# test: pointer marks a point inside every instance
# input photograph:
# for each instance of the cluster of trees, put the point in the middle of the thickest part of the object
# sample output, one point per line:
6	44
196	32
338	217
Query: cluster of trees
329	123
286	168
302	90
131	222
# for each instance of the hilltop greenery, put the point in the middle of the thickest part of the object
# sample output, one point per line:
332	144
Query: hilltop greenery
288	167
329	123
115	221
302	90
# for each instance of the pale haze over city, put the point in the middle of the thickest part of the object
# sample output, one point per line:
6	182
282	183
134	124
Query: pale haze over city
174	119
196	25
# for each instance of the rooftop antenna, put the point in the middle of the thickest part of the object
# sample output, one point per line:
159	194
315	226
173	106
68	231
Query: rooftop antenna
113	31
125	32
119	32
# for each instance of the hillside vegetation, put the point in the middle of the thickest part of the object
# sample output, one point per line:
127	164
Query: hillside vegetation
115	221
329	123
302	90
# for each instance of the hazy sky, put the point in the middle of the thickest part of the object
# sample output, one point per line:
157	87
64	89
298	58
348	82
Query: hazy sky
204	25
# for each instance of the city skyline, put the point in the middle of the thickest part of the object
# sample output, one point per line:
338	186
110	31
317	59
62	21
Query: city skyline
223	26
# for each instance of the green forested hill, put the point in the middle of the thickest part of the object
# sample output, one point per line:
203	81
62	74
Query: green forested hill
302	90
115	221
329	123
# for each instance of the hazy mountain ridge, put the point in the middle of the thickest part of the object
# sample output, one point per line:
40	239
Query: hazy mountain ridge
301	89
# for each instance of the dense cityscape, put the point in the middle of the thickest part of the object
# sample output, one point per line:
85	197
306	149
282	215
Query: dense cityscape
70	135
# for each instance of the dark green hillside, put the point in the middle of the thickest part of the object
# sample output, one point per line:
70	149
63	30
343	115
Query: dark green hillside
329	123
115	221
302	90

_ _ _ _ _

- ACTION ITEM
Every line of the listing above is to be written out again exactly.

- FINAL ANSWER
# test: pointer marks a point inside every instance
# input photograph:
# for each instance of the cluster of trees, put the point in the middle of the thickest part of the object
# sample output, one point per line:
6	44
196	32
338	217
Query: cluster of trees
329	123
286	168
302	90
131	222
# for each instance of the hilltop greenery, put the point in the middle of the thickest part of the object
# sample output, one point per line:
332	144
Query: hilltop greenery
288	167
329	123
115	221
302	90
# for each instance of the pale haze over city, put the point in the middle of the thickest part of the object
# sample output, one point per line:
6	182
282	183
134	124
Query: pale haze over city
174	119
196	25
# for each instance of the rooftop antenna, put the point in the middle of the thickest part of the object
# sample output, one point per line:
159	194
315	226
173	106
68	231
Query: rooftop antenna
113	31
125	32
119	32
# for each instance of the hillside vegetation, put the point in the middle of the thickest part of the object
# sample output, one point per line:
127	164
Query: hillside vegetation
115	221
329	123
302	90
# for each instance of the hazy sky, put the point in the middle of the thickest part of the object
# sample output, one point per line:
157	87
64	89
298	58
348	82
Query: hazy sky
204	25
# for each instance of the city skyline, put the point in the middle of the thickest part of the object
# sample output, one point per line:
338	186
110	31
317	59
62	21
Query: city skyline
223	26
# for each instance of the green forested hill, put the point in the middle of the thickest part of the object
# sample output, one point per line:
203	81
62	74
Query: green forested hill
302	90
115	221
329	123
# for each instance of the hazy mountain ridge, put the point in the middle of the thickest part of the object
# sample output, one point per line:
40	239
Query: hazy mountain ridge
301	89
# for each instance of the dense cityscape, put the point in the middle of the thickest part of the object
# sample output, one point per line:
85	197
306	149
282	215
Query: dense cityscape
70	135
# for each instance of the dark green hillside, put the point in the middle of the thickest part of the object
# sample output, one point per line:
70	149
63	30
343	115
Query: dark green hillside
329	123
115	221
302	90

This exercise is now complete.